AUSGANGSTEXT.
▬▬▬▬▬▬▬▬▬▬

Phlm 1,20. Durch „Ja, Bruder“ bringt Paulus zum Ausdruck, dass er von Philemon eine positive Reaktion erwartet. Die Liebe hofft alles (1Kor 13,7). Erneut spricht Paulus Philemon als Bruder an und bringt das auch jetzt wieder in Zusammenhang damit, dass Philemon Herzen erquickt (siehe Phlm 1,7). Er wollte Nutzen an Philemon haben. Auch du solltest deine Geschwister so sehen. Das hat natürlich nichts damit zu tun, dass manche die Güte anderer ausnutzen und missbrauchen. Der Nutzen, den Paulus suchte, lag in Philemons Verhalten: Philemon würde Paulus’ Herz dadurch erquicken, dass er Onesimus in Gnaden annehmen würde, so wie er selbst von Gott in Gnaden angenommen worden war. Paulus suchte nichts für sich. Alles, was er suchte, war in Christus.

Phlm 1,21. Paulus hatte seinen Brief im Vertrauen darauf geschrieben, dass Philemon Onesimus die Freiheit schenken würde. Das drückt er zwar etwas verschleiert aus („Ich weiß, dass du auch mehr tun wirst“), doch für jemanden, der die Sprache der Liebe verstand, war das deutlich genug. Auf diese Weise könnte Philemon Onesimus die Möglichkeit eröffnen, seine Gabe zum Wohl der Gemeinde auszuüben. Das würde bedeuten, dass Philemon ihn nicht für sich selbst und die Aufgaben in seinem Haus behalten würde.

Phlm 1,22. Nachdem Paulus so ausführlich geschrieben hat, um Onesimus’ Rückkehr vorzubereiten, fügt er nur noch einen einzigen Satz hinzu, mit dem er etwas für sich selbst erbittet: Er bittet Philemon, ihm eine Unterkunft zu besorgen. Das drückt seine Erwartung aus, bald freigelassen zu werden. Mit seiner Freilassung rechnet er nicht aufgrund der Güte des Kaisers, sondern aufgrund der Gebete der Geschwister. Sein ganzes Leben sieht er in Verbindung mit dem Herrn und mit seinen Geschwistern. Diese Bitte um Unterkunft, die das baldige Kommen des Paulus bedeutet, wird Philemon zusätzlich dazu bewegen, Paulus’ Bitte in Bezug auf Onesimus zu entsprechen.

Phlm 1,23. Paulus endet seinen Brief mit den Grüßen einiger Brüder. Es sind dieselben Brüder, die auch im Brief an die Kolosser genannt werden. Von Epaphras liest du hier etwas, was im Brief an die Kolosser nicht erwähnt wird (Kol 1,7; Kol 4,12). In diesem Brief, in dem es so sehr um die Empfindungen eines Dieners geht, sehen wir, welchen Trost Paulus in einem Leidensgenossen findet. Wenn du weißt, dass jemand dasselbe durchmacht wie du, kann das eine große Ermutigung sein und Kraft schenken, um durchzuhalten (vgl. 1Pet 5,9).

▬▬▬▬▬▬▬▬▬▬

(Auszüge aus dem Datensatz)
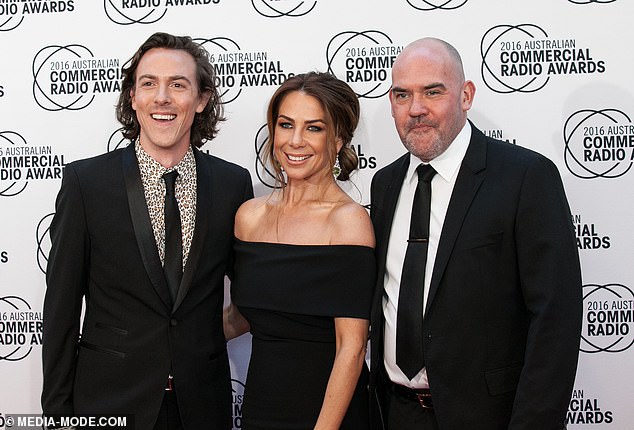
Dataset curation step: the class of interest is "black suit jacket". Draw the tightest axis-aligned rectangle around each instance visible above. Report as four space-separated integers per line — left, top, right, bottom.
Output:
42 145 253 429
371 126 582 430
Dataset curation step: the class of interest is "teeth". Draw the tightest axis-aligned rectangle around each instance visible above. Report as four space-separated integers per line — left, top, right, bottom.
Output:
152 114 176 120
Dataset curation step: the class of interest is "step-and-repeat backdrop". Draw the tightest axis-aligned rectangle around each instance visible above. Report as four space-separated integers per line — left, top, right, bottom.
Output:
0 0 634 430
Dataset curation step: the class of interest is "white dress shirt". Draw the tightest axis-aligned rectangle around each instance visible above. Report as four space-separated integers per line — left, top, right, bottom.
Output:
383 122 471 388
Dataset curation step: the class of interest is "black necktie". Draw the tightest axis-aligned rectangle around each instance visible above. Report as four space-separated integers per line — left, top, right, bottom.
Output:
163 170 183 301
396 164 436 380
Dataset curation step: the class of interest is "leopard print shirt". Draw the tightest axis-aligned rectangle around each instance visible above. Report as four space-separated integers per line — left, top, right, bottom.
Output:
134 141 196 267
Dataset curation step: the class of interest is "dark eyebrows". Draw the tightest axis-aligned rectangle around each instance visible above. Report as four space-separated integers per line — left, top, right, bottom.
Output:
277 114 326 124
392 82 447 93
137 73 192 84
424 82 447 90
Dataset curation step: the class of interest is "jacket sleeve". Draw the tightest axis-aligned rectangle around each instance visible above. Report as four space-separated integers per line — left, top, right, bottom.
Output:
509 157 582 430
41 164 90 415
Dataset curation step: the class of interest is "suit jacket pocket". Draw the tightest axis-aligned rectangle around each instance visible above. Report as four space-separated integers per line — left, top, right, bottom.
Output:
79 340 125 358
484 364 522 396
457 231 504 249
95 322 128 336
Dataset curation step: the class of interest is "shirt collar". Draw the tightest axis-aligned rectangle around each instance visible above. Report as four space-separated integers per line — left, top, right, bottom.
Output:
134 140 196 181
405 121 471 183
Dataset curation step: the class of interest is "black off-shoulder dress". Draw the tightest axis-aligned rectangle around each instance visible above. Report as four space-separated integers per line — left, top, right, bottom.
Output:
231 239 376 430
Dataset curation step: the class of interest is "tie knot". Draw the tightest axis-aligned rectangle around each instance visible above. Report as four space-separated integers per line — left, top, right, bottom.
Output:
416 163 436 182
163 170 178 194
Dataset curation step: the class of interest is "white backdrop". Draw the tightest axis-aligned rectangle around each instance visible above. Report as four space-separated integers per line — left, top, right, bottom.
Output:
0 0 634 430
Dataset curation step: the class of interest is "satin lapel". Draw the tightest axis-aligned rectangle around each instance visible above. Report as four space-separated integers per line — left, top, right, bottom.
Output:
122 145 172 308
425 124 487 311
172 148 212 312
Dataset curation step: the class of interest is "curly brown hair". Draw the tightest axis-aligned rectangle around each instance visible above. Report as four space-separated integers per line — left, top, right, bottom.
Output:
116 33 225 148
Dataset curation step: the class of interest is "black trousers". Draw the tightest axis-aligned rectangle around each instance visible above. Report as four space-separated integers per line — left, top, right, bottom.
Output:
154 390 183 430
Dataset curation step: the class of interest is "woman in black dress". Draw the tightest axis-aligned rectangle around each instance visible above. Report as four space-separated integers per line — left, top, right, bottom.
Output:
225 72 375 430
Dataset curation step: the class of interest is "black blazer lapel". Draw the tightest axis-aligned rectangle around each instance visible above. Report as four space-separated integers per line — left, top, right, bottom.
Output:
172 148 212 312
122 144 172 309
425 124 487 311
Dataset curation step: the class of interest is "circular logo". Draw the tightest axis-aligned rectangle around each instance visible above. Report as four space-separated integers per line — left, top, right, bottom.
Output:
480 24 550 94
32 45 95 111
0 2 24 31
103 0 167 25
194 37 242 104
0 131 29 197
255 124 279 188
407 0 468 11
0 296 42 361
563 109 634 179
251 0 317 18
35 213 55 275
580 284 634 353
326 30 396 99
231 379 244 430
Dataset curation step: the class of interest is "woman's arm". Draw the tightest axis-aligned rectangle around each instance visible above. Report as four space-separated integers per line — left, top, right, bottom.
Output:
315 318 369 430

▬▬▬▬▬▬▬▬▬▬

AUFGABENSTELLUNG. Gib aus dem Text zum Philemonbrief den Abschnitt wörtlich wieder, beginnend bei "Phlm 1,21. Paulus" und endend bei "Haus behalten würde.".

GELÖSTE AUFGABE.
Phlm 1,21. Paulus hatte seinen Brief im Vertrauen darauf geschrieben, dass Philemon Onesimus die Freiheit schenken würde. Das drückt er zwar etwas verschleiert aus („Ich weiß, dass du auch mehr tun wirst“), doch für jemanden, der die Sprache der Liebe verstand, war das deutlich genug. Auf diese Weise könnte Philemon Onesimus die Möglichkeit eröffnen, seine Gabe zum Wohl der Gemeinde auszuüben. Das würde bedeuten, dass Philemon ihn nicht für sich selbst und die Aufgaben in seinem Haus behalten würde.